◆ **ARBEITSSCHRITTE**
1. Gib aus dem Textauszug alles von „# Hutschienen - Ethernetswitch“ bis hinunter zu „und 24VDC Versorgung...“ erneut wieder. Setze dabei „Wandmontage“ an die Stelle von „Hutschienenmontage“.
2. Nenne alle Namen, unter denen im Textauszug Beiträge erscheinen, jeden nur einmal.

──────── TEXTAUSZUG ────────

# Hutschienen - Ethernetswitch



## Lazarus™ (7 September 2005)

Suche vernünftigen Ethernet-Switch 8-Port 100MBit für Hutschienenmontage und 24VDC Versorgung...

Habt Ihr da eine Empfehlung ?????


----------



## SPS Markus (7 September 2005)

Hallo,
nur mal auf die schnelle gefunden:
http://germany.moxa.com/product/Industrial_Ethernet/Unmanaged_Switches/EDS_308_305.htm
Vielleicht hilfts...

Markus


[edit1]

http://www.spectra.de/produktliste....THERNET SWITCHES&GruppeDESC=Ethernet Switches

EDS-598


----------



## Kurt (8 September 2005)

Beckhoff ES2008 und 2016

http://www.beckhoff.de/german/pccards/es2008.htm

kurt


----------



## PeterEF (8 September 2005)

Hallo,

Hirschmann 
RS2-TX (unmanaged) mit 8 Ports
RS2-TX/TX (managed) 5+2 Ports

ersteres Modell ist ganz gut aber nicht billig, vor allem gibt es für jede Verbindung die Möglichkeit, diese in die Fehlerüberwachung einzubeziehen oder auch nicht.
Für Sicherheitsbedürftige gibt es auch 2 Einspeisungen der 24Volt.

Peter


----------



## Gerhard Bäurle (8 September 2005)

Hallo,

eine Möglichkeit ist auch der Hutschienen-Switch Spider 8TX
von Hirschmann. Nur gute Erfahrungen, Listenpreis ca. 160 €.

http://www.hirschmann.de/Industrial-Ethernet/de/products/getprod.php?orderno=943376001&SP_ID=de

Viele Grüße

Gerhard Bäurle


----------



## Lazarus™ (9 September 2005)

Supi , Supi   

Also spontan gefällt mir das Hirschmann Teil am besten...

Dank Euch ...


----------



## Anonymous (14 September 2005)

*SF Switch von Phönix*

Tach !

Wir haben die 8 Port Switche  von Phönix Contact im Einsatz, 
je nach Platzbedarf setzen wir ein von den beiden ein, mit bisher nur guten Erfahrungen.

http://eshop.phoenixcontact.com/pho...=2832218&parentUID=440721473&reloadFrame=true

http://eshop.phoenixcontact.com/pho...=2832771&parentUID=440721473&reloadFrame=true


----------

──────── VORGEGEBENE DATEN ────────

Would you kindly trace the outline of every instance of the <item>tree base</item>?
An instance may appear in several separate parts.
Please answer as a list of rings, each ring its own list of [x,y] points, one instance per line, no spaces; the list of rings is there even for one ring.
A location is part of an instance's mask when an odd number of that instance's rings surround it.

────────

◆ **LÖSUNGEN JE AUFGABE**
1.
# Hutschienen - Ethernetswitch



## Lazarus™ (7 September 2005)

Suche vernünftigen Ethernet-Switch 8-Port 100MBit für Wandmontage und 24VDC Versorgung...

2.
Lazarus™
SPS Markus
Kurt
PeterEF
Gerhard Bäurle
Anonymous